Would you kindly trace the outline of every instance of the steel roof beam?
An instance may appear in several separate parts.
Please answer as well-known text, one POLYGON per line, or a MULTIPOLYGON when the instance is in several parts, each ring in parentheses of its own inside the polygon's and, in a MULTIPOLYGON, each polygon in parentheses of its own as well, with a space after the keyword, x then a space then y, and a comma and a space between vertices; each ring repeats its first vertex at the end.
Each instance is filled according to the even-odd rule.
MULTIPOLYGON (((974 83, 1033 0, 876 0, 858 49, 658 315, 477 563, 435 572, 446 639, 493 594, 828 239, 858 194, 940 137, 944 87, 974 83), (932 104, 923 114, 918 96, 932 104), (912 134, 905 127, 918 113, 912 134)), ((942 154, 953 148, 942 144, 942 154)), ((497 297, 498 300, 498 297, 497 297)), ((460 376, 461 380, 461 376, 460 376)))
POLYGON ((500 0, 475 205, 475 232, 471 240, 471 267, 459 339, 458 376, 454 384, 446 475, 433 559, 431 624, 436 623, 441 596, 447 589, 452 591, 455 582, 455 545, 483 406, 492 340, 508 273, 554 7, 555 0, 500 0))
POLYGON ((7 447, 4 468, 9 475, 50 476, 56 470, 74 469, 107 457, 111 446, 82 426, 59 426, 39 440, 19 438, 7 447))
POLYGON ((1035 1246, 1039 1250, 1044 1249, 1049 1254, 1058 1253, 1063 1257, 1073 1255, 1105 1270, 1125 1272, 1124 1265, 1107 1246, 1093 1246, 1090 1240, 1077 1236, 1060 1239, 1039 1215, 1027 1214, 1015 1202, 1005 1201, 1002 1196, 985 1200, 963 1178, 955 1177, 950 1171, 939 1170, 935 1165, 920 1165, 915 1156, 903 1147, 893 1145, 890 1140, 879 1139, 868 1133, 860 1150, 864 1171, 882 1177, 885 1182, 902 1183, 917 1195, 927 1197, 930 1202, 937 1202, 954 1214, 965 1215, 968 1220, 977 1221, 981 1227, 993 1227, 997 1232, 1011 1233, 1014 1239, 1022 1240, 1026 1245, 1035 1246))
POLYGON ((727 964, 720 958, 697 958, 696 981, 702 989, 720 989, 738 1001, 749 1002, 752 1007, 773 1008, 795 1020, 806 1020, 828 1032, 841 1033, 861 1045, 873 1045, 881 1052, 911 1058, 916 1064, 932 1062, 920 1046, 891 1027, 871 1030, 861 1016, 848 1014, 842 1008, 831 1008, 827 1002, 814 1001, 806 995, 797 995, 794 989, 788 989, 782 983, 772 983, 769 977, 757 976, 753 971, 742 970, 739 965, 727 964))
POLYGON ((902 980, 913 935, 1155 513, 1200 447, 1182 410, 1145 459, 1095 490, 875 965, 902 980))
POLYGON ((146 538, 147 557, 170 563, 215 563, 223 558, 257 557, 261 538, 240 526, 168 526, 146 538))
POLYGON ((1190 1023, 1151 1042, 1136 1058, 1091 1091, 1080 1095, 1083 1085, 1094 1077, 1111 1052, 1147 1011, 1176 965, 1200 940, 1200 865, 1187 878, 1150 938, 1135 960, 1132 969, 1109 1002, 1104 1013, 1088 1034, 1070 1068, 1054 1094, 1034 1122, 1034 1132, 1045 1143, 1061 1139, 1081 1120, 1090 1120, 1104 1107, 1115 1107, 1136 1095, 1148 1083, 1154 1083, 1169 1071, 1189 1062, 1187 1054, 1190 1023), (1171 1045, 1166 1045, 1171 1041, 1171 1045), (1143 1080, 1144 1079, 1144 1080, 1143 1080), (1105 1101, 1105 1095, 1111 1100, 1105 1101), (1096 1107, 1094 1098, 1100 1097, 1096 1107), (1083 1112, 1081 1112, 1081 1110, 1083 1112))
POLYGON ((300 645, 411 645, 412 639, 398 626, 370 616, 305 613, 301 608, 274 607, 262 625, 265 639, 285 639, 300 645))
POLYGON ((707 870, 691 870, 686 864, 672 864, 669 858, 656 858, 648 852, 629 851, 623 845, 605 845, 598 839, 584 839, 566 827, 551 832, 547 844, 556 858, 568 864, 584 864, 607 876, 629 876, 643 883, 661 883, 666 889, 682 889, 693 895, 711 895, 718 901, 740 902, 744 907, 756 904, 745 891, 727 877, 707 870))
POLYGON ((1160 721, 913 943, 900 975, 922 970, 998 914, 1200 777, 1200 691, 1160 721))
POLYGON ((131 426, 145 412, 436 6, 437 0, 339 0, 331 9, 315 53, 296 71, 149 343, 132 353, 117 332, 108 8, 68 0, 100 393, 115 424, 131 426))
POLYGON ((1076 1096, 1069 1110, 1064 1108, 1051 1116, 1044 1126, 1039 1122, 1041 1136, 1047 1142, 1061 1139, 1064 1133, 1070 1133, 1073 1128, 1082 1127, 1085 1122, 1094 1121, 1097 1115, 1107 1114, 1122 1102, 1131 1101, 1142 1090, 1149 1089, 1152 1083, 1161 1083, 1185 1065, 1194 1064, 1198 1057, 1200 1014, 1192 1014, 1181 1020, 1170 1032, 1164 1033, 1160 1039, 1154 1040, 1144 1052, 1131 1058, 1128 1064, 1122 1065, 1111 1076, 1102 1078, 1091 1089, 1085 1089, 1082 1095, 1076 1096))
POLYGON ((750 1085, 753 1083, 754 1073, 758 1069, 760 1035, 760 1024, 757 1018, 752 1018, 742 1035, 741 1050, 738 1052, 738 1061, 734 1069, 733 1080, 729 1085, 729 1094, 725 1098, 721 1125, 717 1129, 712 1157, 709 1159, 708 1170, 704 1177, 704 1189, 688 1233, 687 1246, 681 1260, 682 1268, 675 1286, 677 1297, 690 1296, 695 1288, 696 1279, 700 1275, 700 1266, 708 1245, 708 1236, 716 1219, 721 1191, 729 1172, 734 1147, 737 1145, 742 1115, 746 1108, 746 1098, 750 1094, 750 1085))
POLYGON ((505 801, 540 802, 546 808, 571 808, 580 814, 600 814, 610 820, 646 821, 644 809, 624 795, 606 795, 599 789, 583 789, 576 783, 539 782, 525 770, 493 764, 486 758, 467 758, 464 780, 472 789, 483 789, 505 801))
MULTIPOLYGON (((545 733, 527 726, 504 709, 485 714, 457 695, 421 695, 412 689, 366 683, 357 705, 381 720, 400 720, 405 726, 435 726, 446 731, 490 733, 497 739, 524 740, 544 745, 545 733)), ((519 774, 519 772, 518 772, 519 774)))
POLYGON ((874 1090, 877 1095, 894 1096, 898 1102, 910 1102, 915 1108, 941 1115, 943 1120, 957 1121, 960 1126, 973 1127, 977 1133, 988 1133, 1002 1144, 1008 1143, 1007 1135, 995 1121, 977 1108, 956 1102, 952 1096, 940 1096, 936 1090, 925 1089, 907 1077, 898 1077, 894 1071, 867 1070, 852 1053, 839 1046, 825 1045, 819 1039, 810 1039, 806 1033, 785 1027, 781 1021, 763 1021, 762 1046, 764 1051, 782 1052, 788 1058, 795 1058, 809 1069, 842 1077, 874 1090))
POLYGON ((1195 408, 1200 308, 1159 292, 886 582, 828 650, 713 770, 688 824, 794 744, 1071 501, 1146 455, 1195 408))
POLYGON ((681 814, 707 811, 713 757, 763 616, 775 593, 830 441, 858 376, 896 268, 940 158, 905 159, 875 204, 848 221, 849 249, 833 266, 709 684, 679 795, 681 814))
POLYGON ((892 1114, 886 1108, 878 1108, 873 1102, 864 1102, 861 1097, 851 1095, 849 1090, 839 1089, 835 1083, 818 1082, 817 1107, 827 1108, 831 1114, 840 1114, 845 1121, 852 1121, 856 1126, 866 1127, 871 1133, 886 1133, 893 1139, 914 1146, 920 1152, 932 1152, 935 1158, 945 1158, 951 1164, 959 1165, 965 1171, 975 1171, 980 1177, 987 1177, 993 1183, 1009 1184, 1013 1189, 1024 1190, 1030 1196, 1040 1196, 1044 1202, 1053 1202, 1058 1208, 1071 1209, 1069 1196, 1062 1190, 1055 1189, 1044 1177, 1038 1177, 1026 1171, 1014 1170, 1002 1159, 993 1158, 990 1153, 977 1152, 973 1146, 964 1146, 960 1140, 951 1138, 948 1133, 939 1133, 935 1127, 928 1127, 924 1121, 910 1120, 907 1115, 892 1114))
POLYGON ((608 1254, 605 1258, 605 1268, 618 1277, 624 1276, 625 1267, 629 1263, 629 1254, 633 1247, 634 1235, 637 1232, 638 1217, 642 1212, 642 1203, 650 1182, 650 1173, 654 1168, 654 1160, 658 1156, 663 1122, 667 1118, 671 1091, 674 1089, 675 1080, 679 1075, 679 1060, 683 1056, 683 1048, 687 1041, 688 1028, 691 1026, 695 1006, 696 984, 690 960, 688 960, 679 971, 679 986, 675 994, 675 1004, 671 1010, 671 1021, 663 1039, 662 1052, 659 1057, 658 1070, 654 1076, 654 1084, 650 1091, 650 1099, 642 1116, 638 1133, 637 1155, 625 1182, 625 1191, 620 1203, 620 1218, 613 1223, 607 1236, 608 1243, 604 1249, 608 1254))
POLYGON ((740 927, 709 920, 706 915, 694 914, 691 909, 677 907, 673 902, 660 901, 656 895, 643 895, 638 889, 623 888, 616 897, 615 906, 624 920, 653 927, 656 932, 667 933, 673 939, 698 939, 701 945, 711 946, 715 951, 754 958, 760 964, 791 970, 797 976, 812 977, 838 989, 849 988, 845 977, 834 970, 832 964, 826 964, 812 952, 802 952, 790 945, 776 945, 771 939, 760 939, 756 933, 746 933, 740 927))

:::::

Every line from the top of the material above through the line holding "An instance may" should be reproduced word for word, and nothing beyond it.

Would you kindly trace the outline of every instance of the steel roof beam?
An instance may appear in several separate parts.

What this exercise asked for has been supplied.